§ **TASK**: Would you copy only the lines below, from the one containing "Practice: put a marker on each instance of the candle-style" through the very last one, leaving the pictures out?

□ □ □ □ □

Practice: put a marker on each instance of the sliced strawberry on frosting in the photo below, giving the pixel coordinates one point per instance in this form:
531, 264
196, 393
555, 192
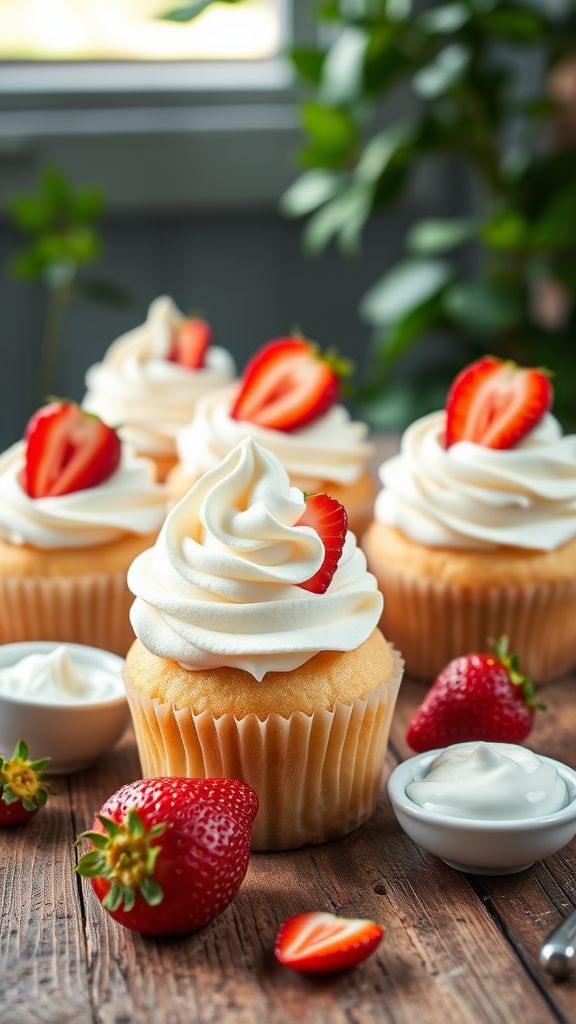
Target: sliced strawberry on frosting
189, 343
68, 450
318, 943
287, 384
495, 402
330, 521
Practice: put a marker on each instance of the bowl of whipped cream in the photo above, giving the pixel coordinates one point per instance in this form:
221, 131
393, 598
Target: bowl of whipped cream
486, 808
66, 700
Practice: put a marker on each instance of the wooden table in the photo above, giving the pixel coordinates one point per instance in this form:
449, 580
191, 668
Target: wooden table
458, 948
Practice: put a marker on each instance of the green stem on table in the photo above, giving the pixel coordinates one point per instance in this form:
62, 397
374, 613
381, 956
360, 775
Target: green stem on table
58, 301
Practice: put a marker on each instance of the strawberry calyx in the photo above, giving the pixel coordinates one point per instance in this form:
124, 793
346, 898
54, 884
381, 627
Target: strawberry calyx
125, 856
22, 780
511, 665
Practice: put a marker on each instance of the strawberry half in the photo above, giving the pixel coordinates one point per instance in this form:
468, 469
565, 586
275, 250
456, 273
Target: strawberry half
169, 854
318, 942
23, 788
476, 696
330, 521
189, 343
287, 384
495, 402
68, 450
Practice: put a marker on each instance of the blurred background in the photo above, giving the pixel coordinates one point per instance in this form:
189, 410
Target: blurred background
396, 178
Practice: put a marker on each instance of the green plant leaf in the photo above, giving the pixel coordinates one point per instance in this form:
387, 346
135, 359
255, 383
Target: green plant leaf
438, 236
406, 287
309, 61
481, 306
443, 73
311, 190
343, 68
445, 19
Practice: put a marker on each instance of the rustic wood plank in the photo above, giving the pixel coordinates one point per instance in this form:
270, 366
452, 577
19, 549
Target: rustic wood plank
43, 976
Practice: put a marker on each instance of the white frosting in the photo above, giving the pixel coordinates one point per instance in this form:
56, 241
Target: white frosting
127, 503
53, 678
138, 389
469, 496
220, 586
490, 781
332, 449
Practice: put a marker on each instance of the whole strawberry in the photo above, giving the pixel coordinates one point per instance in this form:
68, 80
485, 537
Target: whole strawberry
170, 853
23, 787
476, 696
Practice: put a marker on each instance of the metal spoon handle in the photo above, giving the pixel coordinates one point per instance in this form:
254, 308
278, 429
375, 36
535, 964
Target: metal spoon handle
558, 954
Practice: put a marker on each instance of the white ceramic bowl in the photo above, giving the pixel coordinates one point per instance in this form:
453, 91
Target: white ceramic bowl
487, 847
71, 734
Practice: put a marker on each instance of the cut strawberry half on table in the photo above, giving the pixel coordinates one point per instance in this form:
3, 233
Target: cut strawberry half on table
288, 383
318, 942
330, 521
189, 343
68, 450
495, 402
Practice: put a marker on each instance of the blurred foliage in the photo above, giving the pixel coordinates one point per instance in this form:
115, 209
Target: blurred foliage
63, 240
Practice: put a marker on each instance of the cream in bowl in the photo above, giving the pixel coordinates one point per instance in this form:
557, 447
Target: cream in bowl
486, 808
68, 701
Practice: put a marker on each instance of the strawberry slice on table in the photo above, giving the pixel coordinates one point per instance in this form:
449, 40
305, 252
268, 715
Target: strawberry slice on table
68, 450
23, 787
169, 854
496, 402
189, 342
319, 942
288, 383
330, 521
476, 696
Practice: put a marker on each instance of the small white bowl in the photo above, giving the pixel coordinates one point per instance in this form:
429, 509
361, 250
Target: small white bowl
485, 847
71, 734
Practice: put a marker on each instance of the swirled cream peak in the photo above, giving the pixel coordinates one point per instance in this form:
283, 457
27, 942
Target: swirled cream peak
331, 449
128, 502
138, 388
220, 586
469, 496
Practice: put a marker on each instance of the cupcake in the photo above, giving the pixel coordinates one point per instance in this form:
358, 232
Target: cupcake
75, 510
257, 654
475, 530
151, 379
287, 399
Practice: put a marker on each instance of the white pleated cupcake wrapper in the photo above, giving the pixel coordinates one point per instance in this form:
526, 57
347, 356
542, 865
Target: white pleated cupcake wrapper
91, 609
434, 622
318, 776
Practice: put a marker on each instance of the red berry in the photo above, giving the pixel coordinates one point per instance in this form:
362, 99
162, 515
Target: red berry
318, 943
23, 788
476, 696
495, 403
287, 384
169, 854
330, 521
68, 450
189, 343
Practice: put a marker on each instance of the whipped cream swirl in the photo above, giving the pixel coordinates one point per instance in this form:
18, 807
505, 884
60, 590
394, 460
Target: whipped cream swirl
472, 497
137, 388
127, 503
331, 449
220, 586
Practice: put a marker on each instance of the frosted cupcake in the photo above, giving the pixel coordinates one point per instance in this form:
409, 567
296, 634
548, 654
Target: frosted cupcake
471, 541
75, 510
287, 399
258, 655
151, 379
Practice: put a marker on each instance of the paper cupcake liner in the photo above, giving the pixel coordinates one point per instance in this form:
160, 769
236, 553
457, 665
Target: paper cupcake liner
318, 776
434, 622
91, 609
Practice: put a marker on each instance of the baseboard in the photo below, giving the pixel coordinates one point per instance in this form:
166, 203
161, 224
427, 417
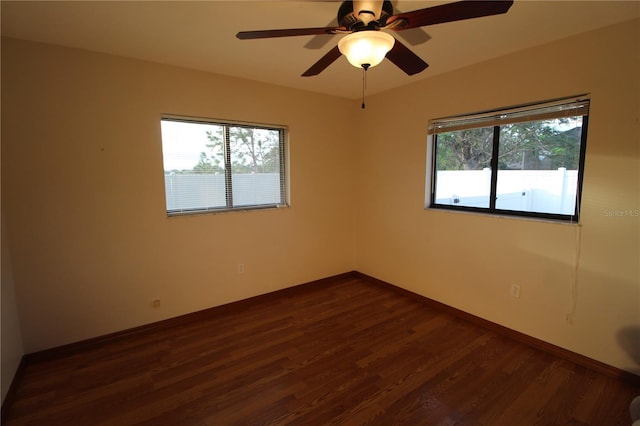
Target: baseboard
7, 402
554, 350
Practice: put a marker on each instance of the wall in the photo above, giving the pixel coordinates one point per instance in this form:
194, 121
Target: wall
11, 348
83, 193
470, 261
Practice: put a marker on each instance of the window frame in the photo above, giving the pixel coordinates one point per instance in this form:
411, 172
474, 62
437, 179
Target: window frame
283, 143
545, 110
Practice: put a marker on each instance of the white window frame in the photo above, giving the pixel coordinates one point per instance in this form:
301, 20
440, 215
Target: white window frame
555, 109
229, 191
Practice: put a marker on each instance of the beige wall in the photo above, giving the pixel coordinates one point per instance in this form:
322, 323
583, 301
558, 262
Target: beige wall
91, 244
83, 193
11, 348
470, 261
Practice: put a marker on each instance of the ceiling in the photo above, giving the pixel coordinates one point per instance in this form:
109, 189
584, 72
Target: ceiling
201, 35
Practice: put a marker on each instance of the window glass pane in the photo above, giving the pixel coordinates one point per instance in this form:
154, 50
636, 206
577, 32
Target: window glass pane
538, 166
193, 165
255, 163
463, 167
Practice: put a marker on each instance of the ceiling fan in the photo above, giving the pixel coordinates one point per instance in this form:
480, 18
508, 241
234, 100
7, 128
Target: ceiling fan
365, 45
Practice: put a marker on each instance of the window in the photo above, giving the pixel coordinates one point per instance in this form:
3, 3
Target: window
522, 161
218, 166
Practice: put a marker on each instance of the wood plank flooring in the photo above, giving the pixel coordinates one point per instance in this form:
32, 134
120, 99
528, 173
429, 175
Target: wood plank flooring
344, 351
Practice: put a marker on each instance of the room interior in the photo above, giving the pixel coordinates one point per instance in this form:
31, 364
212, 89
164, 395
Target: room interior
87, 244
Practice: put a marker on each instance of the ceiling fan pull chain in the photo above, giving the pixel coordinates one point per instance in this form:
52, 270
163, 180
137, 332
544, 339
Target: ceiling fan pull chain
365, 67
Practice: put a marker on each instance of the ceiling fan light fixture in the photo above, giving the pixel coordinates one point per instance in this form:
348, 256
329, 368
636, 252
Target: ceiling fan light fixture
366, 47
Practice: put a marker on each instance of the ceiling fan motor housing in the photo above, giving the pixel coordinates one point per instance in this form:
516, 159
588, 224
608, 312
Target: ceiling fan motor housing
361, 15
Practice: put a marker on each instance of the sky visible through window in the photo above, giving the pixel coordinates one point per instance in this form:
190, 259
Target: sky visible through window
182, 143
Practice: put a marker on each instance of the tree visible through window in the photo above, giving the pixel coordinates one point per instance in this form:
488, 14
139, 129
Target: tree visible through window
213, 166
525, 161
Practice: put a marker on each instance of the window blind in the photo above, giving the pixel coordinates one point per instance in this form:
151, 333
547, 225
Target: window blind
558, 108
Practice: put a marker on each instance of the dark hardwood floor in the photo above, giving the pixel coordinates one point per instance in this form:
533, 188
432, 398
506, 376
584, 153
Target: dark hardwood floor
345, 350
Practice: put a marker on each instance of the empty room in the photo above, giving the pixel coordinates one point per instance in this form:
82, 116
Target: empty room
320, 212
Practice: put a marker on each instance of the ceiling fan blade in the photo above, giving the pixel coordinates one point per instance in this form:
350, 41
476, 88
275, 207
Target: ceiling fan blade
465, 9
323, 63
414, 36
248, 35
405, 59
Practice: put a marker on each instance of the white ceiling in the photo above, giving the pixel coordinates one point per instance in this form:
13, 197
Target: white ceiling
201, 35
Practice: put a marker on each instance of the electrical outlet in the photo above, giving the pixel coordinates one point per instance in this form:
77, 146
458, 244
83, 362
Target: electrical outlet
515, 291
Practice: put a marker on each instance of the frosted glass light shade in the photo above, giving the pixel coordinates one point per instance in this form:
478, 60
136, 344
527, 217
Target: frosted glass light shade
366, 47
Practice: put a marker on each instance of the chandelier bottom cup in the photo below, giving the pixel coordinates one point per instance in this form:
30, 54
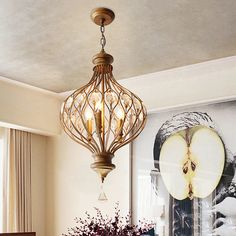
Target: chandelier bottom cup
103, 116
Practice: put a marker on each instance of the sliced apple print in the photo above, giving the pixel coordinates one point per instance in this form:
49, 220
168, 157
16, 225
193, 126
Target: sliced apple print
192, 162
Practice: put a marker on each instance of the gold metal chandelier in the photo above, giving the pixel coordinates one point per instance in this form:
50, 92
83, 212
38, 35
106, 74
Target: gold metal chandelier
103, 116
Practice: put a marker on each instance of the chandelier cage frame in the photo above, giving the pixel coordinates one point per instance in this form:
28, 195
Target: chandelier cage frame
103, 116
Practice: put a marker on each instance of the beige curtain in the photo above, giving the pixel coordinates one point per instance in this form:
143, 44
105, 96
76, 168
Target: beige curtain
18, 210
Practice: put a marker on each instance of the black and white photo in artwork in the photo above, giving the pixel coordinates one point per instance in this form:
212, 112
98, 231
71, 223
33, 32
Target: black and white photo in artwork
174, 209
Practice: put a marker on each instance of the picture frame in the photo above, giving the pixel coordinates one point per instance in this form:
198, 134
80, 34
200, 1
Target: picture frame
157, 204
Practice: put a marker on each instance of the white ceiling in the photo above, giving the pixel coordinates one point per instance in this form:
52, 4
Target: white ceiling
50, 43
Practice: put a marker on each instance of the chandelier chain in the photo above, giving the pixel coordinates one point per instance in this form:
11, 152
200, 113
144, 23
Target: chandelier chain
103, 38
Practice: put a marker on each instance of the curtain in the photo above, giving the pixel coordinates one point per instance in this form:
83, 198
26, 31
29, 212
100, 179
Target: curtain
17, 187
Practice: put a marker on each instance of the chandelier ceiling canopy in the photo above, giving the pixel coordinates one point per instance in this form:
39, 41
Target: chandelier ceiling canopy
103, 116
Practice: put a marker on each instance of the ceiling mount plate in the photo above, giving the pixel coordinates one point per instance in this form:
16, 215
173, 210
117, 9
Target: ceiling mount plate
102, 14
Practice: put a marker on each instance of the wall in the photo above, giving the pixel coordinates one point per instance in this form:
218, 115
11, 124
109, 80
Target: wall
73, 188
28, 108
39, 163
202, 83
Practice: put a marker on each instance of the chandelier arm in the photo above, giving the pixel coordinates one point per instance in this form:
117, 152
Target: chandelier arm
128, 140
110, 119
83, 138
133, 135
98, 131
121, 128
76, 138
103, 113
116, 144
94, 144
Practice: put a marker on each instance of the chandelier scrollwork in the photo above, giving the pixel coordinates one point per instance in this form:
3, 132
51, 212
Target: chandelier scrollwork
103, 116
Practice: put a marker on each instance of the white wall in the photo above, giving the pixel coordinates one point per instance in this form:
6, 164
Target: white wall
39, 163
28, 108
202, 83
73, 188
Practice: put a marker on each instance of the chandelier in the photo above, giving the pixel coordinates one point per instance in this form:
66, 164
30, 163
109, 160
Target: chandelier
103, 116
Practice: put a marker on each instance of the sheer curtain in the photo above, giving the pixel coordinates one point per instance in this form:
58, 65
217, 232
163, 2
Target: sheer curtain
17, 210
2, 152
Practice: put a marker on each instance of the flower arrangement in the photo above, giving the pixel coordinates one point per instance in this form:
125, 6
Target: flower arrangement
106, 226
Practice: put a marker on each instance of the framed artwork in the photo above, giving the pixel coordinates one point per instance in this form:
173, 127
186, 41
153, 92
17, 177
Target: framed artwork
183, 171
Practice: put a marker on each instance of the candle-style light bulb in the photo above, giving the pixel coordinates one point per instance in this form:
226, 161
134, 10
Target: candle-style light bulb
102, 195
98, 115
120, 121
88, 116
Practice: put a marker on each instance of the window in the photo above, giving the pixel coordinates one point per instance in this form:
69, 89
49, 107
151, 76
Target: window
1, 176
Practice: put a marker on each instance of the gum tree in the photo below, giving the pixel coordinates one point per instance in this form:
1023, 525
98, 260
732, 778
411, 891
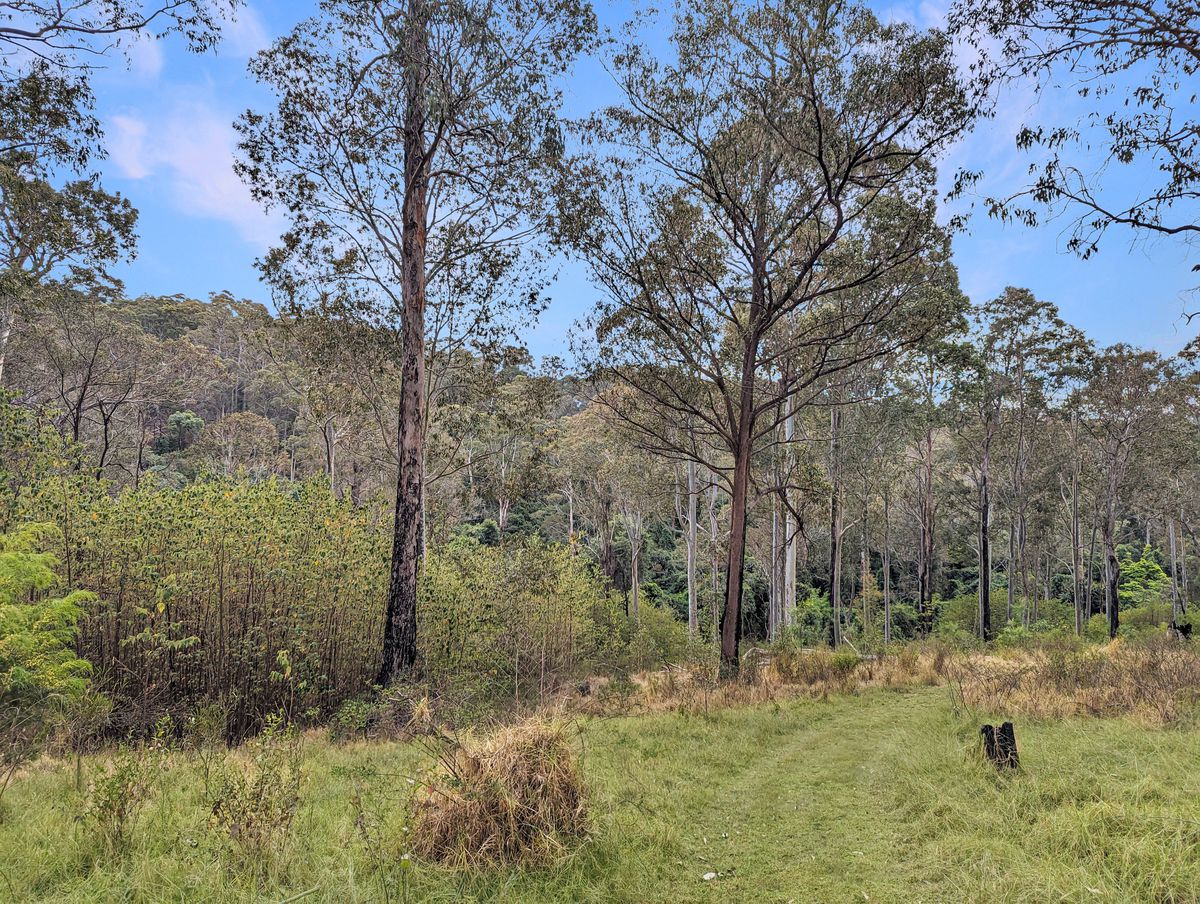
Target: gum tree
405, 151
760, 208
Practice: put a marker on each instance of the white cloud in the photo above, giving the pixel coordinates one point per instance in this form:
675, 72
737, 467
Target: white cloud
191, 151
246, 35
126, 145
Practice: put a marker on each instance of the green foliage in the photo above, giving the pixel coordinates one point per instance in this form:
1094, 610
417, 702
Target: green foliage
352, 722
255, 803
522, 618
124, 786
658, 639
1144, 584
258, 596
40, 674
810, 627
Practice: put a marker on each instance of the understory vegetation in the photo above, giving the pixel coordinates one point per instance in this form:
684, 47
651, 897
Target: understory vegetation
342, 594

□ □ □ □ □

§ **TASK SOLUTION**:
Practice: put a marker on each instance of the candle-style light bulb in the photo above, giving the pixel coordinates one point per instance in this form:
226, 161
134, 10
Target: candle-style light bulb
102, 195
98, 115
120, 121
88, 116
Practice: put a marker on each instance of the window in the photo above, giving the pixel coordinates one point per instance in this form:
69, 89
49, 107
151, 76
Target: window
1, 176
Practice: put a marker on each instance of the gum tree in the photo below, giving the pixel coordinates one point per instance in this form:
1023, 525
98, 260
732, 778
411, 891
Target: gum tree
405, 151
760, 208
Practice: put a marker on each instance of the white cloud in the photo above, giving the pixel coordinates one point per instance in this form:
675, 72
737, 467
Target: white cloud
191, 151
246, 35
126, 145
Practice: put a marker on each instance of the green foliage in the photo above, giving the pixel coordinates one point per instance in this form:
1094, 610
417, 702
Target: green foliage
352, 722
255, 803
522, 618
124, 786
658, 639
1144, 584
258, 596
40, 674
810, 627
Practice: put a marker on each instance of the understory vegetation in the photo above, giving the pixel coordinates one point per instance in this form:
684, 47
651, 897
Target: understory vegetation
342, 594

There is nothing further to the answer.